** Task requirements **
[1] Please list every place or landmark named in the RV travel blog post that comes before the listing.
[2] In the RV travel blog post, which ferry run did the couple take to Mackinac Island?
[3] Extend the RV travel blog post, picking up after its final sentence about boarding the carriage.

** Document segment **
---
Sunday, September 1, 2019

Another Week gone, Mackinac Island

If blogging were my job, I would probably be fired! Good thing this blog is only a personal record of our RV travels. I am committed to keeping it up, but I can do it at my own pace.

On August 23rd we drove all of 40 miles from Cedarville to St. Ignace, which is the small community on the north side of the Mackinac Straits. We could see Lake Huron from our front window.

St. Ignace sunrise from the Alfa door

I am sometimes awake at sunrise, but I rarely actually get up until later. On this morning, I woke to a room that seemed to glow with golden light. I peeked between the blinds and saw a glorious sunrise. Needless to say, I got up and went out to get some pictures. I confess, I did go back to bed for a while when I came in.

On our second day there, we took the 9:30 Shepler's Ferry over to Mackinac Island. It was very convenient because they sent a shuttle to our RV park to pick us up, and we didn't have to fuss with parking. Also that particular run goes out under the Mackinac Bridge before going to the island. It was a gloriously clear and sunny day.

No cars are allowed on the Island so we decided to purchase the Ferry and Carriage Tour package. We boarded our carriage a short distance from the Ferry dock and we off for a tour of the island.
---
** Given entries **
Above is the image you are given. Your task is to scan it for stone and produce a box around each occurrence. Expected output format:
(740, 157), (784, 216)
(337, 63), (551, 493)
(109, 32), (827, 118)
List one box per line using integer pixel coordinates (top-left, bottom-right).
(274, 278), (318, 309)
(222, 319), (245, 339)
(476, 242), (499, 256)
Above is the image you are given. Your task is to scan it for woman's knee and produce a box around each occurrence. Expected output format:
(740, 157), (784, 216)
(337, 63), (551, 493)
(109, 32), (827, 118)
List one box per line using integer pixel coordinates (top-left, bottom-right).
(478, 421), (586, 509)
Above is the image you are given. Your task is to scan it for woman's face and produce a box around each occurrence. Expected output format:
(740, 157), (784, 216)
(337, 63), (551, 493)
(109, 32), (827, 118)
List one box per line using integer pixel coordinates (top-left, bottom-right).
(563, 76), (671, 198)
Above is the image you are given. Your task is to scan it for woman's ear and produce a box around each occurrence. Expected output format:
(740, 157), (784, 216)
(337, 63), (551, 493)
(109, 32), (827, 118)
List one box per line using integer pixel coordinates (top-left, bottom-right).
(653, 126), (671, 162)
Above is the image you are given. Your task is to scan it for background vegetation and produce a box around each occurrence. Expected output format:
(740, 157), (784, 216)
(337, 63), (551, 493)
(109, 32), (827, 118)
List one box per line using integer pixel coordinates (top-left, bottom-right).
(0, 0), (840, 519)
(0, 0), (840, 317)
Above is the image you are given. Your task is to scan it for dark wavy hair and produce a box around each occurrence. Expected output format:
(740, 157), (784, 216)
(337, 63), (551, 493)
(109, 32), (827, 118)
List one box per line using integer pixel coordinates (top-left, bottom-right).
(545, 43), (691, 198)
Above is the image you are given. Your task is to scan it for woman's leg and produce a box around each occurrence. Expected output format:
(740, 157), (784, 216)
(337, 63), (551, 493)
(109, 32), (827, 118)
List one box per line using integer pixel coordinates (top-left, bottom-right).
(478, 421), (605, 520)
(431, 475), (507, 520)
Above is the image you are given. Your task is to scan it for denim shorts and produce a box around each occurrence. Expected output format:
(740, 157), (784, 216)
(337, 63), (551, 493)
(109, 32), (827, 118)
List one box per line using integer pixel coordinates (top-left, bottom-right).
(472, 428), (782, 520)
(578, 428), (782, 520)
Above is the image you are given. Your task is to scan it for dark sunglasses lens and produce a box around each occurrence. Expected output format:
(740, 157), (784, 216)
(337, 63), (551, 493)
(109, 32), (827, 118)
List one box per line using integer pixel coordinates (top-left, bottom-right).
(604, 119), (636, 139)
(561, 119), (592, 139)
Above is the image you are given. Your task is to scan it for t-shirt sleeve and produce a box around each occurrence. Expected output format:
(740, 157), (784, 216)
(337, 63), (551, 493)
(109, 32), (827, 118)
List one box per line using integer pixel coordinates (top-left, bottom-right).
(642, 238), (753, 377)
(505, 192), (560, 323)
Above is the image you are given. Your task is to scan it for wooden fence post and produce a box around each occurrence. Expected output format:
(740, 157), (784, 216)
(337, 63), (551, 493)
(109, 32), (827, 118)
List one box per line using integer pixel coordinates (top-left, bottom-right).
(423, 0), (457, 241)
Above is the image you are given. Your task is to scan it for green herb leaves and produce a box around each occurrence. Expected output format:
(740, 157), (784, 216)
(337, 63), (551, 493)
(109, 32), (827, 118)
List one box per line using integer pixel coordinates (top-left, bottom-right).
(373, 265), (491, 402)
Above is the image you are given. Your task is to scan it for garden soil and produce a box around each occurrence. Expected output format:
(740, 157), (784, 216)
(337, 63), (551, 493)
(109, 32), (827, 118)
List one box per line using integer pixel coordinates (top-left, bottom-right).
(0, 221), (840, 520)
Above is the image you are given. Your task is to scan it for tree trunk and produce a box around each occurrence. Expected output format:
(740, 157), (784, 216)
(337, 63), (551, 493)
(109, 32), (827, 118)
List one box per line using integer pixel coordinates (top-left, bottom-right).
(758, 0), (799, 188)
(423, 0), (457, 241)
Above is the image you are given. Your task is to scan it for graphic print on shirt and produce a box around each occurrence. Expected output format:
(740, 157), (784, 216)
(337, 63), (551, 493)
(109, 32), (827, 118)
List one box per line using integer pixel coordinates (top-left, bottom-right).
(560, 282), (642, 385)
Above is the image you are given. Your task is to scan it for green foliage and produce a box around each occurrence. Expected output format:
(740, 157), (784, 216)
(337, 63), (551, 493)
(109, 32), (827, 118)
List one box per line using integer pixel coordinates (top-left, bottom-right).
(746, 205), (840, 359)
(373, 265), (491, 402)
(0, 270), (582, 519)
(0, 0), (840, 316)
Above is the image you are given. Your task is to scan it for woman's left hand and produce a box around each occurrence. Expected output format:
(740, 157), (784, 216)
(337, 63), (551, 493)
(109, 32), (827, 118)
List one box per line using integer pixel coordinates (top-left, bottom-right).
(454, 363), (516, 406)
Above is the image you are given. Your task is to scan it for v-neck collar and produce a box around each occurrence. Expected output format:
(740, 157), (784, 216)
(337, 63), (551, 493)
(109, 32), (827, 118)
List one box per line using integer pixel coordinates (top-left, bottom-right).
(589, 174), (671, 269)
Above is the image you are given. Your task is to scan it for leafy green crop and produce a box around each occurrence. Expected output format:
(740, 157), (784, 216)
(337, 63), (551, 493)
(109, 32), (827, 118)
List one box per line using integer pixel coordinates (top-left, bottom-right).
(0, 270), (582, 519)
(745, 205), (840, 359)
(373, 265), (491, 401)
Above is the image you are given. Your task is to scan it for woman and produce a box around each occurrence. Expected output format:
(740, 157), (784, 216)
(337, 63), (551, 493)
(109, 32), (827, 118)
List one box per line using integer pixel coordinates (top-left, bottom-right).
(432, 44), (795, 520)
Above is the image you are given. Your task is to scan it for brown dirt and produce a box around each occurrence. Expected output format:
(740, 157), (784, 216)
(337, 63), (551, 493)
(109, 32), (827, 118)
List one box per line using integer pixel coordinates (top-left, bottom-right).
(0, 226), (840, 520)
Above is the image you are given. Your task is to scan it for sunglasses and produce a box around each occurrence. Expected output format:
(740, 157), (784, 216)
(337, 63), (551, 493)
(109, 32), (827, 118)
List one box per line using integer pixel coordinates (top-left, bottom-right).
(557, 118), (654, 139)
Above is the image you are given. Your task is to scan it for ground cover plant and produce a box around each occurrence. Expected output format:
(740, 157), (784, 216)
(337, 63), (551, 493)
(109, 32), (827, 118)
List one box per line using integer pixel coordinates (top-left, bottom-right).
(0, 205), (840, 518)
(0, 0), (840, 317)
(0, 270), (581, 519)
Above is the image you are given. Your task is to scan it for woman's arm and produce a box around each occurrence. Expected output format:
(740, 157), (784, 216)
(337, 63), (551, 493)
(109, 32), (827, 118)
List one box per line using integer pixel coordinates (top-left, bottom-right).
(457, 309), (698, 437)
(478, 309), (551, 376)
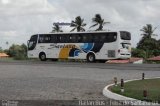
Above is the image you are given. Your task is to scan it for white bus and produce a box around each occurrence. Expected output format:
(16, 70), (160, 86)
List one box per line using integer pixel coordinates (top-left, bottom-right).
(28, 31), (131, 62)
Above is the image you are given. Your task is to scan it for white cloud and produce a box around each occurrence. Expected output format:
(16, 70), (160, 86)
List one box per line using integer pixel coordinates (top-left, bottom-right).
(0, 0), (160, 46)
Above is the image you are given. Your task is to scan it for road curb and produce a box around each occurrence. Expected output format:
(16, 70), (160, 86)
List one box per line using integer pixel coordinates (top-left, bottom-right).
(103, 77), (160, 106)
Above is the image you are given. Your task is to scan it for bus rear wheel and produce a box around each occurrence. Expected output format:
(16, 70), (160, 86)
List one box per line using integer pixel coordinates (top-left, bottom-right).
(87, 53), (95, 62)
(39, 53), (47, 61)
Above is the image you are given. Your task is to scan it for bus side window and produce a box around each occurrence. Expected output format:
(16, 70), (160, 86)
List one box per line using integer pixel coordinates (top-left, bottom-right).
---
** Answers provided **
[1] Cedarville, St. Ignace, Mackinac Straits, Lake Huron, Mackinac Island, Mackinac Bridge

[2] The 9:30 Shepler's Ferry.

[3]
We drove up several streets with historic homes and buildings. No one actually "lives" in this part of town, since they are all either businesses, Hotels, or B&Bs. This little building is the Post Office, but there has never been a letter delivered on the island. If you get mail, you have to pick it up. With no cars, people either walk, bicycle, or take horse-drawn taxies and carriages. You can also rent a horse and buggy, or just a riding horse.

After traveling through town, our tour went past the Grand Hotel, through some state forest and dropped us off at Surrey Hill, where there was a gift shope, a blacksmith demonstration, a Butterfly House,

and the Grand Hotel barn which houses the Surrey Hills Carriage Museum. 

We enjoyed looking at all the beautifully restored carriages and reading about the famous families that had owned them for use on the island. Many very rich people had, and still have, summer homes here.

The next leg of our tour was in a carriage pulled by a team of three large horses. Our driver said we could pet them if we wanted to. I think this one looks like he enjoyed the attention.

I have to post this, our mandatory picture of Arch Rock. It was one of the stops.              

The color of the Lake Huron water was dramatic. Almost turquoise in the shallows and a deep royal blue in the distance.

The tour also stops at the fort overlooking the village and harbor.

If you want to go into the fort, which we did, there is an extra small fee. I had packed a small picnic lunch and we enjoyed the above view while we ate lunch on a veranda. There is also a restaurant.

I loved these buckets so perfectly lined up outside one of the guardhouses. When the fort was active, these were kept full of water to fight fires. I doubt they were  all as new and shiny then.

After our History lesson, we boarded another carriage and were let off a few blocks away from the Grand Hotel.

This picture was taken from our inbound Ferry. The Grand Hotel is so big it is hard to get it in one image from land!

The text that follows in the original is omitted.